Stored data entries
Content starts
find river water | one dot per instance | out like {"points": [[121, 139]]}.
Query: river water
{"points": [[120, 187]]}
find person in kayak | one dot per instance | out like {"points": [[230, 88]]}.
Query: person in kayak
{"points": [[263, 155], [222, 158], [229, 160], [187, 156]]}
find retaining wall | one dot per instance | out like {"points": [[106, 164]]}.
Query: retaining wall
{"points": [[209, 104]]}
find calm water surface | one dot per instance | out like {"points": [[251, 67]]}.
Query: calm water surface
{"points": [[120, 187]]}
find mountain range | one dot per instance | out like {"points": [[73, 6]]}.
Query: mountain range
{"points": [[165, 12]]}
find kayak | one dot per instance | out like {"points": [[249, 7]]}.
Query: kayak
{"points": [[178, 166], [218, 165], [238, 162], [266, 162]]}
Content ends
WHAT THIS TASK INVOLVES →
For each record above, print an exact copy.

ANSWER TO THIS TASK →
find river water | one dot per instance | out like {"points": [[121, 139]]}.
Query: river water
{"points": [[120, 187]]}
find person in kayak | one dot per instance | out like {"points": [[230, 88]]}.
Query: person in kayak
{"points": [[263, 155], [222, 158], [229, 160], [187, 156]]}
find retaining wall | one dot per instance | out like {"points": [[106, 164]]}.
Query: retaining wall
{"points": [[209, 104]]}
find calm water surface | one dot per instance | out like {"points": [[251, 67]]}.
Query: calm water surface
{"points": [[120, 187]]}
find mountain range | one dot per instance | out like {"points": [[73, 6]]}.
Query: mountain range
{"points": [[165, 12]]}
find kayak | one dot per instance | out like {"points": [[249, 7]]}.
Query: kayak
{"points": [[178, 166], [218, 165], [238, 162], [266, 162]]}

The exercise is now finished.